Keywords

1 Introduction

The Web increased the textual revolution by made available a great amount of on-line information. Information and knowledge about almost any subject is encoded in text data available on-line, in articles or books. The process of text mining refers to extraction of high quality information from text data. Quality of collected information is related with elicited patterns and trends. Text mining usually involves the process of structuring the input text (through parsing, and adding or removing linguistic features), deriving patterns within the structured data, and eventually analyzing and interpreting the output.

When looking at text data in any support, people may have expectations regarding its content, which can be: (1) to discover aspects about a specific natural language, its usage, as well as the patterns on it; (2) mining knowledge from content of text data about the observed world, getting the essence of it or extracting information about relevant aspects of the world; (3) mining knowledge about an observer, which means using text data to infer properties of a person; and (4) making predictive analytics using text mining to infer real world variables. When real world variables are inferred they can also use intermediate results of other predictions. So, multiple types of knowledge can be mined from text in general [2,3,4].

* Exercise tasks *
**1)** List each expectation that the text mining introduction says people may have about what text data holds.
**2)** Please swap "hillside" for "slope" in the rows from the line with "For this evaluation, locate the green hillside" through the end of the rows, and write those lines out again with nothing else changed.

* Recorded data *
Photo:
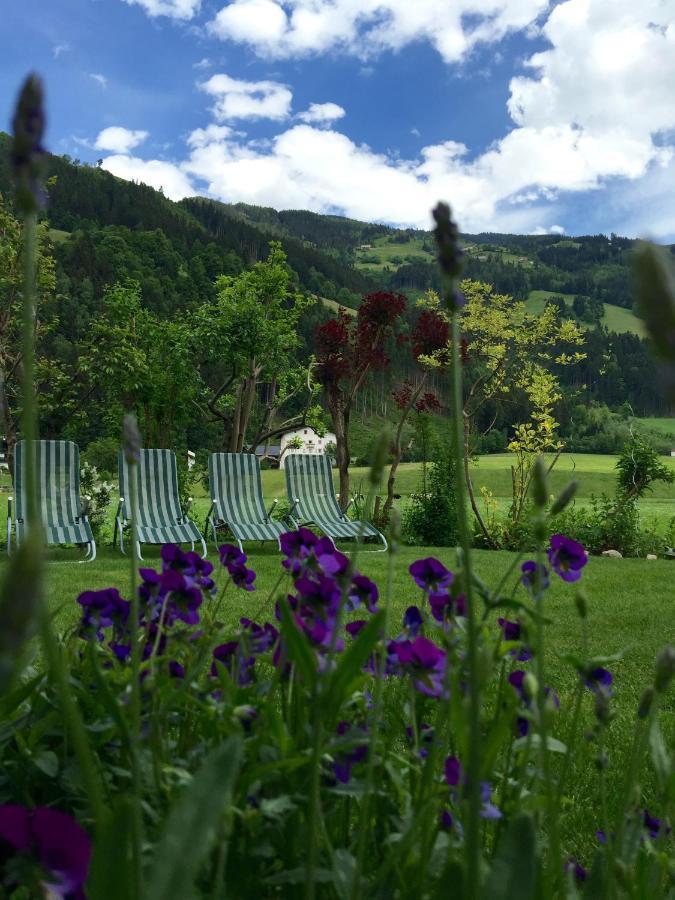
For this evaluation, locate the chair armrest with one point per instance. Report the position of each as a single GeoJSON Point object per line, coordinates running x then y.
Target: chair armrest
{"type": "Point", "coordinates": [271, 509]}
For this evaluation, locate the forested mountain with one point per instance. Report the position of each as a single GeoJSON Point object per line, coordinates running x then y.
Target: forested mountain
{"type": "Point", "coordinates": [106, 231]}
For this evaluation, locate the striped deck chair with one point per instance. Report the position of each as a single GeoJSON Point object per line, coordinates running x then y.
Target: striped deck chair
{"type": "Point", "coordinates": [237, 499]}
{"type": "Point", "coordinates": [160, 517]}
{"type": "Point", "coordinates": [309, 482]}
{"type": "Point", "coordinates": [64, 516]}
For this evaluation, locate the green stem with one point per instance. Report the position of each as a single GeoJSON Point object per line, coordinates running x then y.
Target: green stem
{"type": "Point", "coordinates": [135, 704]}
{"type": "Point", "coordinates": [473, 767]}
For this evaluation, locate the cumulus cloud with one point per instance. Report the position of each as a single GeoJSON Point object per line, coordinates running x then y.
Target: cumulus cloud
{"type": "Point", "coordinates": [289, 28]}
{"type": "Point", "coordinates": [174, 9]}
{"type": "Point", "coordinates": [119, 140]}
{"type": "Point", "coordinates": [236, 99]}
{"type": "Point", "coordinates": [592, 112]}
{"type": "Point", "coordinates": [322, 112]}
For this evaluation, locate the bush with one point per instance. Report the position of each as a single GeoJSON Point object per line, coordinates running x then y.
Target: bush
{"type": "Point", "coordinates": [102, 455]}
{"type": "Point", "coordinates": [100, 493]}
{"type": "Point", "coordinates": [430, 518]}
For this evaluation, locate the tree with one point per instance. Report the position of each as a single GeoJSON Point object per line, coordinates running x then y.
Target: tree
{"type": "Point", "coordinates": [348, 351]}
{"type": "Point", "coordinates": [247, 337]}
{"type": "Point", "coordinates": [11, 355]}
{"type": "Point", "coordinates": [505, 353]}
{"type": "Point", "coordinates": [429, 345]}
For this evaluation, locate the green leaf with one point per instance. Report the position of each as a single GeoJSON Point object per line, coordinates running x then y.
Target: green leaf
{"type": "Point", "coordinates": [352, 661]}
{"type": "Point", "coordinates": [193, 819]}
{"type": "Point", "coordinates": [111, 865]}
{"type": "Point", "coordinates": [513, 875]}
{"type": "Point", "coordinates": [47, 762]}
{"type": "Point", "coordinates": [19, 598]}
{"type": "Point", "coordinates": [298, 646]}
{"type": "Point", "coordinates": [661, 758]}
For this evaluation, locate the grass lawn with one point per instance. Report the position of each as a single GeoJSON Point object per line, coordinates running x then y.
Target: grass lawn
{"type": "Point", "coordinates": [616, 318]}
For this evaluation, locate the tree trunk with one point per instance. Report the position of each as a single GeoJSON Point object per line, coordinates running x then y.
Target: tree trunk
{"type": "Point", "coordinates": [469, 486]}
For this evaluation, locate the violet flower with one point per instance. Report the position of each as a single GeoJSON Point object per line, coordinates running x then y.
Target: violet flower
{"type": "Point", "coordinates": [423, 661]}
{"type": "Point", "coordinates": [567, 557]}
{"type": "Point", "coordinates": [58, 843]}
{"type": "Point", "coordinates": [344, 761]}
{"type": "Point", "coordinates": [431, 575]}
{"type": "Point", "coordinates": [530, 572]}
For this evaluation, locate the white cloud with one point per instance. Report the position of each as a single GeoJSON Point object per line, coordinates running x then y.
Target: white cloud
{"type": "Point", "coordinates": [236, 99]}
{"type": "Point", "coordinates": [593, 112]}
{"type": "Point", "coordinates": [119, 140]}
{"type": "Point", "coordinates": [155, 172]}
{"type": "Point", "coordinates": [289, 28]}
{"type": "Point", "coordinates": [174, 9]}
{"type": "Point", "coordinates": [322, 113]}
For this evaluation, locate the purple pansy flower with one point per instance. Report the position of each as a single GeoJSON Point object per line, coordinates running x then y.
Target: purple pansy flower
{"type": "Point", "coordinates": [431, 575]}
{"type": "Point", "coordinates": [512, 632]}
{"type": "Point", "coordinates": [529, 570]}
{"type": "Point", "coordinates": [412, 621]}
{"type": "Point", "coordinates": [443, 606]}
{"type": "Point", "coordinates": [423, 661]}
{"type": "Point", "coordinates": [598, 679]}
{"type": "Point", "coordinates": [60, 845]}
{"type": "Point", "coordinates": [567, 557]}
{"type": "Point", "coordinates": [103, 609]}
{"type": "Point", "coordinates": [353, 628]}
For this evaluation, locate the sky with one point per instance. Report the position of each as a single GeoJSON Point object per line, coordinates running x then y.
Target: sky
{"type": "Point", "coordinates": [527, 116]}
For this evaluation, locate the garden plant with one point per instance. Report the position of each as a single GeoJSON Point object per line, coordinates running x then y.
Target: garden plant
{"type": "Point", "coordinates": [322, 748]}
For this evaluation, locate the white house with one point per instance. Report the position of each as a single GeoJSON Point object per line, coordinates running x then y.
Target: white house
{"type": "Point", "coordinates": [304, 440]}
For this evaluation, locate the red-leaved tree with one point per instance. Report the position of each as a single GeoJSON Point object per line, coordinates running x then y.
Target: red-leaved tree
{"type": "Point", "coordinates": [429, 345]}
{"type": "Point", "coordinates": [348, 350]}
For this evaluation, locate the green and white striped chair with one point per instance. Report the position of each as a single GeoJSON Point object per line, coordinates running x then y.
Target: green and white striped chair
{"type": "Point", "coordinates": [309, 482]}
{"type": "Point", "coordinates": [237, 500]}
{"type": "Point", "coordinates": [64, 516]}
{"type": "Point", "coordinates": [160, 517]}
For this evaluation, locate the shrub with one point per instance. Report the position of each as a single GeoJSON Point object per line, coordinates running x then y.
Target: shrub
{"type": "Point", "coordinates": [102, 454]}
{"type": "Point", "coordinates": [430, 518]}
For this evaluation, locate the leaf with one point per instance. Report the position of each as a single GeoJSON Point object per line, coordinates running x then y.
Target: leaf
{"type": "Point", "coordinates": [111, 865]}
{"type": "Point", "coordinates": [298, 646]}
{"type": "Point", "coordinates": [352, 661]}
{"type": "Point", "coordinates": [191, 822]}
{"type": "Point", "coordinates": [663, 763]}
{"type": "Point", "coordinates": [47, 762]}
{"type": "Point", "coordinates": [513, 875]}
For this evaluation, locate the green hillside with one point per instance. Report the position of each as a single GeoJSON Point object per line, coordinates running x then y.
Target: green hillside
{"type": "Point", "coordinates": [615, 318]}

* Answers given *
**1)**
1. Discovering aspects of a specific natural language, its usage, and the patterns in it
2. Mining knowledge about the observed world from text data, getting its essence or extracting information about relevant aspects of the world
3. Mining knowledge about an observer, using text data to infer properties of a person
4. Making predictive analytics with text mining to infer real-world variables

**2)**
For this evaluation, locate the green slope with one point per instance. Report the position of each as a single GeoJSON Point object per line, coordinates running x then y.
Target: green slope
{"type": "Point", "coordinates": [615, 318]}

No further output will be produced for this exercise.